## Excerpt
-- Start --
As of June 18, 2006, there was $0.1 million cash funds in the real estate trust that are restricted as to their use which were reflected on our consolidated balance sheets as “Cash held in real estate trust.” These cash funds are the remainder of proceeds generated in 2003 from the sale of a Florida distribution facility and a Florida store property originally owned by the real estate trust that were subsequently used in 2004 to purchase six of our owned store properties by the real estate trust.

Collateral

Borrowings under both the Amended Credit Facility and the Lease Agreement are collateralized by security interests in our receivables, inventory and owned properties. Principal collateral for our obligations under the Lease Agreement includes specific properties and their fixtures and equipment, and additionally a collateral position, subordinate to the Amended Credit Facility, on receivables, inventory and owned properties not serving as principal collateral under the Lease Agreement. The Amended Credit Facility has as principal collateral, our cash and cash equivalents, receivables, inventory and owned properties that are not part of the principal collateral of the Lease Agreement, and has as a subordinate collateral position, on the properties and related assets that are the principal collateral of the Lease Agreement.
-- End --
## Data excerpt
-- Start --
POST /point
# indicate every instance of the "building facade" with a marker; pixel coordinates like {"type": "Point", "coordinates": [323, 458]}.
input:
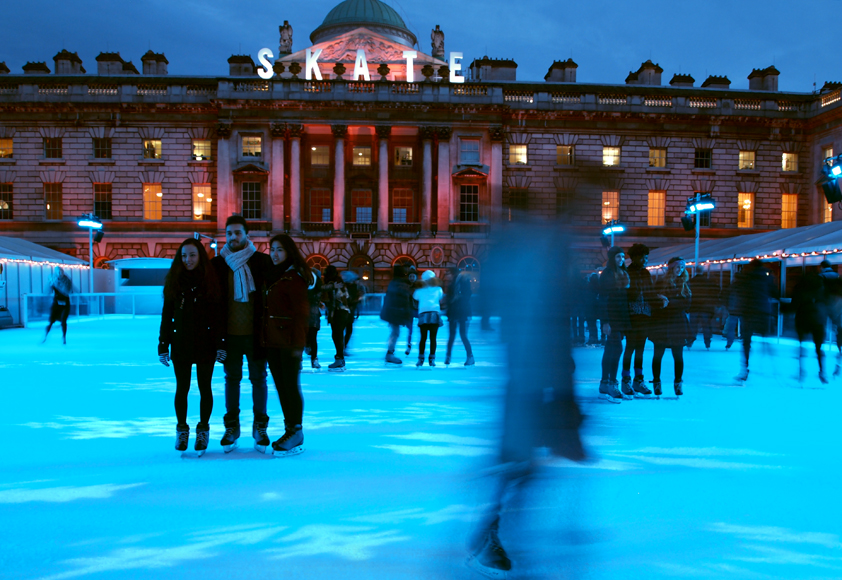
-- End --
Copy out the excerpt above on the real estate trust's restricted cash and loan collateral word for word, in full.

As of June 18, 2006, there was $0.1 million cash funds in the real estate trust that are restricted as to their use which were reflected on our consolidated balance sheets as “Cash held in real estate trust.” These cash funds are the remainder of proceeds generated in 2003 from the sale of a Florida distribution facility and a Florida store property originally owned by the real estate trust that were subsequently used in 2004 to purchase six of our owned store properties by the real estate trust.

Collateral

Borrowings under both the Amended Credit Facility and the Lease Agreement are collateralized by security interests in our receivables, inventory and owned properties. Principal collateral for our obligations under the Lease Agreement includes specific properties and their fixtures and equipment, and additionally a collateral position, subordinate to the Amended Credit Facility, on receivables, inventory and owned properties not serving as principal collateral under the Lease Agreement. The Amended Credit Facility has as principal collateral, our cash and cash equivalents, receivables, inventory and owned properties that are not part of the principal collateral of the Lease Agreement, and has as a subordinate collateral position, on the properties and related assets that are the principal collateral of the Lease Agreement.